### SOURCE EXTRACT

In a Different Light is a 2009 album by the band Everclear. It is the band's first album with label 429 Records. The album features re-recordings of songs from the band's previous albums, performed in a more stripped down and acoustic fashion, as well as two previously unreleased songs, "At the End of the Day" and "Here Comes the Darkness".

In a Different Light was released in the United States on October 6, 2009.

Track listing
 "Everything to Everyone" – 3:18
 (Originally released on the album So Much for the Afterglow.)
 "Wonderful" – 4:21
 (Originally released on the album Songs from an American Movie Vol. One: Learning How to Smile.)
 "At the End of the Day" – 4:40
 (First release, written by Alexakis and performed with Marion Raven)

### DATASET CONTENT
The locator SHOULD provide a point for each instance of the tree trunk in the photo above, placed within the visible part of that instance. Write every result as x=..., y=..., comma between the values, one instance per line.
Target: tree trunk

### TO DO
A. On what date was In a Different Light released in the United States, according to the album text?
B. List every song title in the track listing of the album text, with its running time.

### THE REPLIES
A. October 6, 2009.

B.
- "Everything to Everyone" – 3:18
- "Wonderful" – 4:21
- "At the End of the Day" – 4:40